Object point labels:
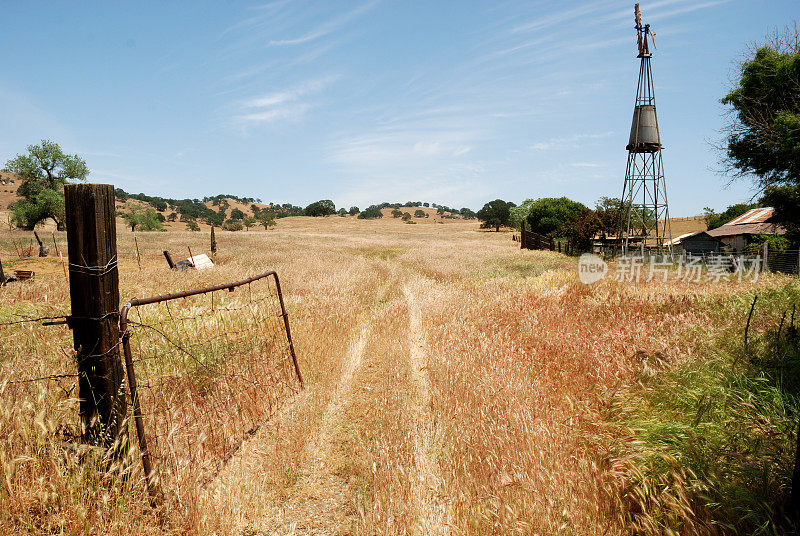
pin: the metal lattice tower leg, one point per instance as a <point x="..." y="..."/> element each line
<point x="644" y="212"/>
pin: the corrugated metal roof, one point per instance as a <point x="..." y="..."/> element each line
<point x="677" y="240"/>
<point x="746" y="228"/>
<point x="755" y="215"/>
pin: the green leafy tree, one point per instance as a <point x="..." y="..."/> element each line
<point x="233" y="225"/>
<point x="608" y="211"/>
<point x="143" y="219"/>
<point x="324" y="207"/>
<point x="370" y="213"/>
<point x="44" y="172"/>
<point x="266" y="218"/>
<point x="763" y="135"/>
<point x="493" y="214"/>
<point x="518" y="214"/>
<point x="549" y="215"/>
<point x="580" y="228"/>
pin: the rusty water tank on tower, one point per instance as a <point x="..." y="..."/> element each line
<point x="644" y="130"/>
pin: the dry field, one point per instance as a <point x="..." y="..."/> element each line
<point x="455" y="385"/>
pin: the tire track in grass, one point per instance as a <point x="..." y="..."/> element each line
<point x="432" y="510"/>
<point x="321" y="507"/>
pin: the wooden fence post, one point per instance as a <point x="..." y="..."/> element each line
<point x="169" y="259"/>
<point x="43" y="250"/>
<point x="94" y="293"/>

* **Given request**: Please copy the listing word for word, from the line with "pin: the dry" through the end.

* **Response to the task**:
pin: the dry field, one point per instance as a <point x="..." y="..."/> element each line
<point x="455" y="385"/>
pin: the tire track in grass, one point per instance as a <point x="..." y="..."/> element each line
<point x="432" y="510"/>
<point x="321" y="507"/>
pin: the wooden fence post, one point per instance as a <point x="..." y="..."/> element each line
<point x="169" y="259"/>
<point x="43" y="250"/>
<point x="94" y="293"/>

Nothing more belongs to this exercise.